*EXERCISES TO COMPLETE:*
a - According to the posts on pacifism, when did Chesterton argue against both pacifism and militarism?
b - In the listing, copy out the stretch from the line containing "The task is" through the line containing "7V0H223L224 8L217 24L219", word for word.

*EXCERPTED PASSAGE:*
▬▬▬▬▬▬
Posted on 07/06/2018 8:21:59 AM PDT by Salvation
Monsignor Pope Ping!
I can’t stand the RCC’s posture of extreme passivism. Jesus wasn’t unswervingly passivist unless that served His purpose. He was sometimes violent, or suggested a violent consequence for people’s behavior. How do readers of the Gospels miss this?
My impression, looking from the outside, is that this is a fairly recent phenomenon. From Constantine until at least the conquistadors, the Catholic church was not averse to organizing Christian-based military for its purposes, usually laudatory.
As late as the early 20th century, Chesterton argued against both pacifism and militarism (see here), and his argument sounds to me like a modern version of Aquinas. I also remember Lewis somewhere arguing that Christianity is a precarious paradox of extremes, one of which was the simultaneous necessity for both militarism and pacifism--but I can't remember whether he wrote that before or after becoming Catholic.
In fact, one can’t pin faith on any earthly “ism” because the Spirit can pick and choose among them at any time, making either of them the “wrong answer” at any moment.
This is a challenging feature of faith, in that it must rise above the world. It must even rise above Donald Trump, who has recently been lauded as the next best thing to a Savior for Christians in the USA. It can use the things in the world, but can’t lean on, love, or cling to them.
I understand too that both serious Roman and Protestant thinkers have embraced theories of “just war.” And the idea isn’t new — the very national anthem of the USA has a verse that asserts “And conquer we must when our cause it is just, and this be our motto: In God is our trust.”
▬▬▬▬▬▬
Stored data
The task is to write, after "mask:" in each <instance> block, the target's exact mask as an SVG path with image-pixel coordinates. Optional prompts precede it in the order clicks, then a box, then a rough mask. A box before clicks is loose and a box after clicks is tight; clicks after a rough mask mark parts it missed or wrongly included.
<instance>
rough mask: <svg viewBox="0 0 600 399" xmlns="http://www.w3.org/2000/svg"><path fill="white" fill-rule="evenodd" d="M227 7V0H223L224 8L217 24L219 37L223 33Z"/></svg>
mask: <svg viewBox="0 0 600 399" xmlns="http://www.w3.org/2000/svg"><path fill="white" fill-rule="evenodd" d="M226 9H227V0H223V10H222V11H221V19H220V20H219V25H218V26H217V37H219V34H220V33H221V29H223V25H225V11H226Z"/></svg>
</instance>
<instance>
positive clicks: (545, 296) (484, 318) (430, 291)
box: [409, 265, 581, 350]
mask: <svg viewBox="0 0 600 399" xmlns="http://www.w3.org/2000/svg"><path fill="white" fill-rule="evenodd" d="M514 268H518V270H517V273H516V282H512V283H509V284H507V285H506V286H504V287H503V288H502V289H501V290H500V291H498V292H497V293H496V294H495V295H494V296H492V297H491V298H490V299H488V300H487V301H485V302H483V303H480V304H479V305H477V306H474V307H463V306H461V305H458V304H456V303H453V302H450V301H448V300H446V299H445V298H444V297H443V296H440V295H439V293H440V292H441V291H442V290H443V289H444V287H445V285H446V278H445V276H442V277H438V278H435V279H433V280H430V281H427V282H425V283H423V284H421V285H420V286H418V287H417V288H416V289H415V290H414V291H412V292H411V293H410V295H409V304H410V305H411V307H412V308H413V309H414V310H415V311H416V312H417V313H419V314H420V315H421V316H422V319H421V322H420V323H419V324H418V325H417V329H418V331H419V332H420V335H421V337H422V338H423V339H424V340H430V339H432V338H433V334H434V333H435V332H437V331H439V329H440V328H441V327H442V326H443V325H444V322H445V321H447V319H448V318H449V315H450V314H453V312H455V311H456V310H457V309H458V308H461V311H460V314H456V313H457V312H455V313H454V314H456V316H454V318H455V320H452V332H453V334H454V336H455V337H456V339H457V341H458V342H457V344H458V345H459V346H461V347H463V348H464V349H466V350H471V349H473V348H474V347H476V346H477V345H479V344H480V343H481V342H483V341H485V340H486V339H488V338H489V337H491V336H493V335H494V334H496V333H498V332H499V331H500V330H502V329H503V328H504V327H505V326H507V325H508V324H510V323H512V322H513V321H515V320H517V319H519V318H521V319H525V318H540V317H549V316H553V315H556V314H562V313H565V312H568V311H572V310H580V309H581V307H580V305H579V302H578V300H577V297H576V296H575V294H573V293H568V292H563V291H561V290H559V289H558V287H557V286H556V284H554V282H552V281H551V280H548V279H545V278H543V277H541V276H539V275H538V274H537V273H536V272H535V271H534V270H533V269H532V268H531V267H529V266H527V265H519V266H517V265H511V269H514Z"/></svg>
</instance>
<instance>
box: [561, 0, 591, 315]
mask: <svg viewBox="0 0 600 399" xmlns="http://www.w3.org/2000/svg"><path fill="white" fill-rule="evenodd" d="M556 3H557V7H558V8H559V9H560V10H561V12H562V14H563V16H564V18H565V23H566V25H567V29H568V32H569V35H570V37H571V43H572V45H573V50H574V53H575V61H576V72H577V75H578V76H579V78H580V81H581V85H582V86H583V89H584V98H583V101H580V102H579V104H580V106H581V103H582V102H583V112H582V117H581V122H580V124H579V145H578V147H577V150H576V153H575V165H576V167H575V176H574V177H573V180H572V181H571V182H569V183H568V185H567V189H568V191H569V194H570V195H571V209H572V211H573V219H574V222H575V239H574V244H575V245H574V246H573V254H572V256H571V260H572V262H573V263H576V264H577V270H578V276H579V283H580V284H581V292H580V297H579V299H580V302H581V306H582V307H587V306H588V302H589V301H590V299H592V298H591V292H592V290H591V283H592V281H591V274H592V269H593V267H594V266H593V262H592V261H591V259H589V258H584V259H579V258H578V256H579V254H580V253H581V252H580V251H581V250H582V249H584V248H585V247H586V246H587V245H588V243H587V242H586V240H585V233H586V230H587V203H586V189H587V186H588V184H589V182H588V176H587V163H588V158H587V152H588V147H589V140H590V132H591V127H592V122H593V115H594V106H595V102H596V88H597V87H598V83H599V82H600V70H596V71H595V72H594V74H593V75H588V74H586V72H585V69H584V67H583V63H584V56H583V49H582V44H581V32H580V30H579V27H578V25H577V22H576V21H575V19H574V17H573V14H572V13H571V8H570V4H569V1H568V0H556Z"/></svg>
▬▬▬▬▬▬
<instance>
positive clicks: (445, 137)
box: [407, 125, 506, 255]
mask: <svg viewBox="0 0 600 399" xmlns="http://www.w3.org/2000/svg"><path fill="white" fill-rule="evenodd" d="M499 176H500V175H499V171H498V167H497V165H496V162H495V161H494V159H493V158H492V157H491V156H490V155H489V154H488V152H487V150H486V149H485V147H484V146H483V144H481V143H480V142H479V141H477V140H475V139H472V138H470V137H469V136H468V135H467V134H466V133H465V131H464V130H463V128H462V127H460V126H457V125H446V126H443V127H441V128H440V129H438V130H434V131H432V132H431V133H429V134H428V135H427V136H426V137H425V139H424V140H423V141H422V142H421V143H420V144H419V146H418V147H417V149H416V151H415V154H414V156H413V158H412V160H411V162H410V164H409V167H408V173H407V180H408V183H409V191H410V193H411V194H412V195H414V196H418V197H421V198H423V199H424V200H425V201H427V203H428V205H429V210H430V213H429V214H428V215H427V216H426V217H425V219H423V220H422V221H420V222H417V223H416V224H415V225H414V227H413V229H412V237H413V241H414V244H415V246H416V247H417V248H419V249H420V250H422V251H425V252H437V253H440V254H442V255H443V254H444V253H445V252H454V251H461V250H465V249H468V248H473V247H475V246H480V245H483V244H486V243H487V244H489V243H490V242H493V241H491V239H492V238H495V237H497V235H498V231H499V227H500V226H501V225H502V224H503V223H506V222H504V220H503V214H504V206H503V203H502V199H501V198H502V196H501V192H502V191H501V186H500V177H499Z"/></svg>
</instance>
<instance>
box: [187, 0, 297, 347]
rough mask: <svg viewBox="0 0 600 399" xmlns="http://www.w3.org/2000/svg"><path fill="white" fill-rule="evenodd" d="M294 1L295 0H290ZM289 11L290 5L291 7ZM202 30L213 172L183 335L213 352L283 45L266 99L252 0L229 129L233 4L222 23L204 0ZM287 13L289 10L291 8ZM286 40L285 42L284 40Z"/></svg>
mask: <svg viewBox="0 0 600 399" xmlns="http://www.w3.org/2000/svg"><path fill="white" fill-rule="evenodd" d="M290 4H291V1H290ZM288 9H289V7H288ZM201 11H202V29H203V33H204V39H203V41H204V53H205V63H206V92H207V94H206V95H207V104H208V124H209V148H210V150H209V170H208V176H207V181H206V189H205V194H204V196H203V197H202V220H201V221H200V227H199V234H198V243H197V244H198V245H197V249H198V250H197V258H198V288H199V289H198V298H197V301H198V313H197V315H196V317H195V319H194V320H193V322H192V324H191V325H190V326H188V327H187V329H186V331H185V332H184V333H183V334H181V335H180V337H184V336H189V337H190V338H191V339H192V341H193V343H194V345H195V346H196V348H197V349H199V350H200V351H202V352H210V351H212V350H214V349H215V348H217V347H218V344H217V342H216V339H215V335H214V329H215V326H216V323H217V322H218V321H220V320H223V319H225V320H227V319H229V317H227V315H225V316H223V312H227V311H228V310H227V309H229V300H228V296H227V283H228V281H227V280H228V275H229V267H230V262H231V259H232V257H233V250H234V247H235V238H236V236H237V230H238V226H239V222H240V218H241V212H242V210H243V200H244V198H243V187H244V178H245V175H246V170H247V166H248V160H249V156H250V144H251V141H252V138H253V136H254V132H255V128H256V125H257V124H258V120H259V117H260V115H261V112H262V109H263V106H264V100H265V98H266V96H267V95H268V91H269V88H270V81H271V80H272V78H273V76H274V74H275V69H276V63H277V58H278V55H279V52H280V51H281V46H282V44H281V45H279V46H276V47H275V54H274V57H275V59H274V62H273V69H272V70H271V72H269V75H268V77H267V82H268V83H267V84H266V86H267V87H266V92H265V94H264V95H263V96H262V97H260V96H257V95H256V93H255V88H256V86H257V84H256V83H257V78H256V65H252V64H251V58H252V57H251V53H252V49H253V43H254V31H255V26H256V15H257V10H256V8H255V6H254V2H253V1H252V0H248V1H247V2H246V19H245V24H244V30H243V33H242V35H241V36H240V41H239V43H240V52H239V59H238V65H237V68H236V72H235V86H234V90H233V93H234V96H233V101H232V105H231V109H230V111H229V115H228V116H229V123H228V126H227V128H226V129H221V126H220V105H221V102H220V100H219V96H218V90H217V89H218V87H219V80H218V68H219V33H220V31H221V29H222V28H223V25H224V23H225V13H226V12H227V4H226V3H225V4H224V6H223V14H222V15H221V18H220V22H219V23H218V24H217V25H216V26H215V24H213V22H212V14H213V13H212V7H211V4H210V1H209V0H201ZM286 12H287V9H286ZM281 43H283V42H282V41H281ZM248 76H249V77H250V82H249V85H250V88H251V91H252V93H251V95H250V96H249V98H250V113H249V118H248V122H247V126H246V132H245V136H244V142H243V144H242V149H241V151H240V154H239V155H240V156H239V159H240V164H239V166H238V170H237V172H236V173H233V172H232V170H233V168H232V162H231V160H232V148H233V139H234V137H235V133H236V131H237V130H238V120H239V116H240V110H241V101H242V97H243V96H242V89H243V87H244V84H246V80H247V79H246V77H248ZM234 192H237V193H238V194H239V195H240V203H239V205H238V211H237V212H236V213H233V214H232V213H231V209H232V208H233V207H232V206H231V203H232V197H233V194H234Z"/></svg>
▬▬▬▬▬▬
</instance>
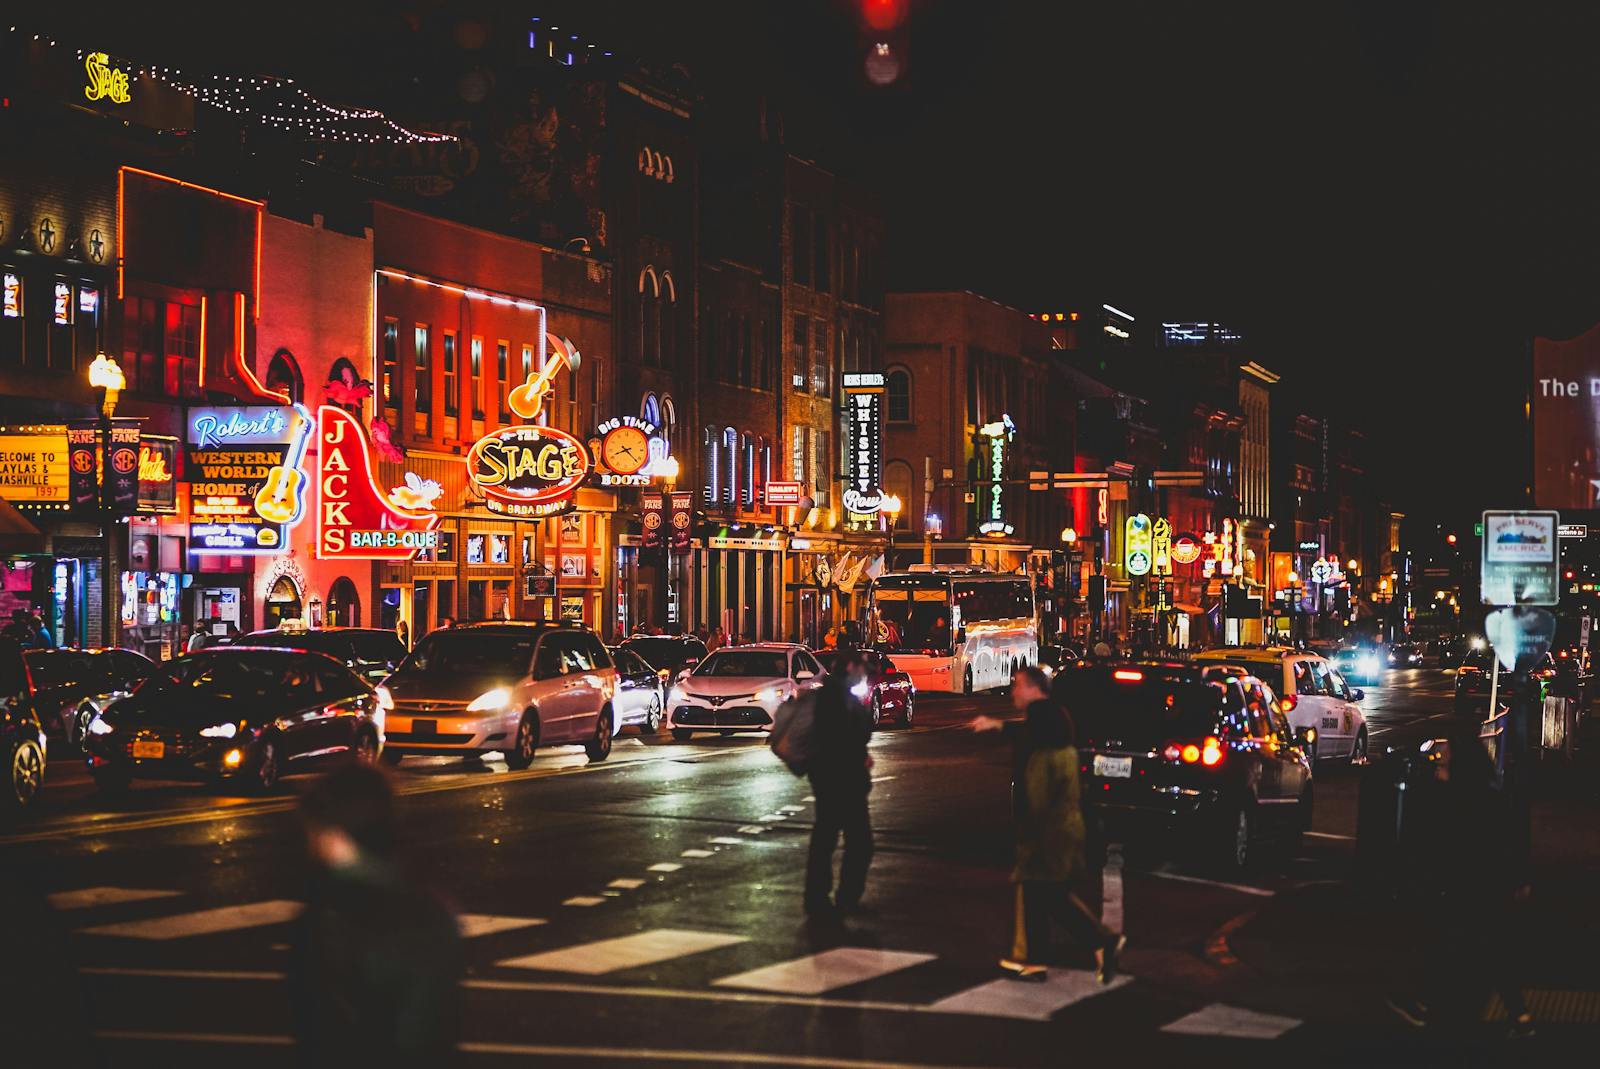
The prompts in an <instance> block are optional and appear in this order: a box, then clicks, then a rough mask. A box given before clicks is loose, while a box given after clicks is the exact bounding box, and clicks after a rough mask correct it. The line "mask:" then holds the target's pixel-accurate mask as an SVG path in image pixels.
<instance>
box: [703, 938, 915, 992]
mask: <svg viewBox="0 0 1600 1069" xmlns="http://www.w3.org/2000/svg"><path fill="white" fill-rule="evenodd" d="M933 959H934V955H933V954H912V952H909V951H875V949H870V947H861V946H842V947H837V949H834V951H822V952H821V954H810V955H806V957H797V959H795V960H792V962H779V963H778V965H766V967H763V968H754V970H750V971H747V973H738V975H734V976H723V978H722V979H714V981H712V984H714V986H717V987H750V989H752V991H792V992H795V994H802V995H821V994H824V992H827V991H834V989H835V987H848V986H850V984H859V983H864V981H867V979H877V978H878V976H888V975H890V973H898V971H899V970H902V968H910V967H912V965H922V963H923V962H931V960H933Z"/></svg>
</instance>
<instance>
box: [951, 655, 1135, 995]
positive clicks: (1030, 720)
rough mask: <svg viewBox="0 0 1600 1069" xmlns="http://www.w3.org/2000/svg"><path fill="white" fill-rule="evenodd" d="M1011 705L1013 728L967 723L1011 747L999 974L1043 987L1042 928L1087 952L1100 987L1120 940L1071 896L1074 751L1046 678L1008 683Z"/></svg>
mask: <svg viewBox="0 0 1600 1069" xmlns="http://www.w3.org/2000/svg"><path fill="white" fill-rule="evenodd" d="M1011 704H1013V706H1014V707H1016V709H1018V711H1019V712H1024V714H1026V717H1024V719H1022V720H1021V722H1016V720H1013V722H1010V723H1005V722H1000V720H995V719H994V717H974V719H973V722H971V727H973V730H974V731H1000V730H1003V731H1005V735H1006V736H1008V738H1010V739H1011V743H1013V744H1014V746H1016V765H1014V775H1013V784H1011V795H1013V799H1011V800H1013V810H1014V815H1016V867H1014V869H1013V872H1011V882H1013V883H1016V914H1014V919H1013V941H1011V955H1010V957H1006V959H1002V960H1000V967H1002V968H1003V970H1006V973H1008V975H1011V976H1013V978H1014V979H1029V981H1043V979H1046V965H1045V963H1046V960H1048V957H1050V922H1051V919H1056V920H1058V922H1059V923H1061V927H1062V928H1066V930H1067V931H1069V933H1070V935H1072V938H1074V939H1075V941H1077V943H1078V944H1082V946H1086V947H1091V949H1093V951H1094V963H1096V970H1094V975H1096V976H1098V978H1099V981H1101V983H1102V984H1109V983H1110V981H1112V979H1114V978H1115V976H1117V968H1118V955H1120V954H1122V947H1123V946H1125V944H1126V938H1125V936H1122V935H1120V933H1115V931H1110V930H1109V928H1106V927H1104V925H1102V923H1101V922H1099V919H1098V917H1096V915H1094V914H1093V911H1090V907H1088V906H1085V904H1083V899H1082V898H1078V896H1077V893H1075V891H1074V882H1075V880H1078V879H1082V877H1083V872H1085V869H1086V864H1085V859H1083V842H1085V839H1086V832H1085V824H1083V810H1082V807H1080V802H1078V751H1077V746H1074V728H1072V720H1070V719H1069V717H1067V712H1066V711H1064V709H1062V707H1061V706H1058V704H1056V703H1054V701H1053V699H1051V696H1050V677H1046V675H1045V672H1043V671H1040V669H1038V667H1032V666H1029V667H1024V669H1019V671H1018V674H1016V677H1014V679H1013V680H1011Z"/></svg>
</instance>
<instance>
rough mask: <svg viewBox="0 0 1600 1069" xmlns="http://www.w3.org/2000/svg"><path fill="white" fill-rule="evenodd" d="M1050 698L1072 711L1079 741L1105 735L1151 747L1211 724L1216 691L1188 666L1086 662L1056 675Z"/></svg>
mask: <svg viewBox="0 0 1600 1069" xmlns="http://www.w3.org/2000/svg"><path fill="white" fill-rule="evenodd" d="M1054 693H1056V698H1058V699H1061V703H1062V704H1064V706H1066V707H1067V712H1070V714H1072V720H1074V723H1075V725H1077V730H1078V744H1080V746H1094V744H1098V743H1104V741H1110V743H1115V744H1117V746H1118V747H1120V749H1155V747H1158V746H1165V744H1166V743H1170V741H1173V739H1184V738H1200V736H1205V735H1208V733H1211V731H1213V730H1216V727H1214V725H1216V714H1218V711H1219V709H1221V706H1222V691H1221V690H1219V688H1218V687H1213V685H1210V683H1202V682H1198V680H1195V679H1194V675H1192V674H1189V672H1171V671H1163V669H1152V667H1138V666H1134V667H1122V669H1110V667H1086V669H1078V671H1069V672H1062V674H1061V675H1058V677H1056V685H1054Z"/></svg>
▬▬▬▬▬▬
*TASK-BY-TASK SOLUTIONS:*
a - As late as the early 20th century.

b -
The task is to write, after "mask:" in each <instance> block, the target's exact mask as an SVG path with image-pixel coordinates. Optional prompts precede it in the order clicks, then a box, then a rough mask. A box before clicks is loose and a box after clicks is tight; clicks after a rough mask mark parts it missed or wrongly included.
<instance>
rough mask: <svg viewBox="0 0 600 399" xmlns="http://www.w3.org/2000/svg"><path fill="white" fill-rule="evenodd" d="M227 7V0H223L224 8L217 24L219 37L223 33Z"/></svg>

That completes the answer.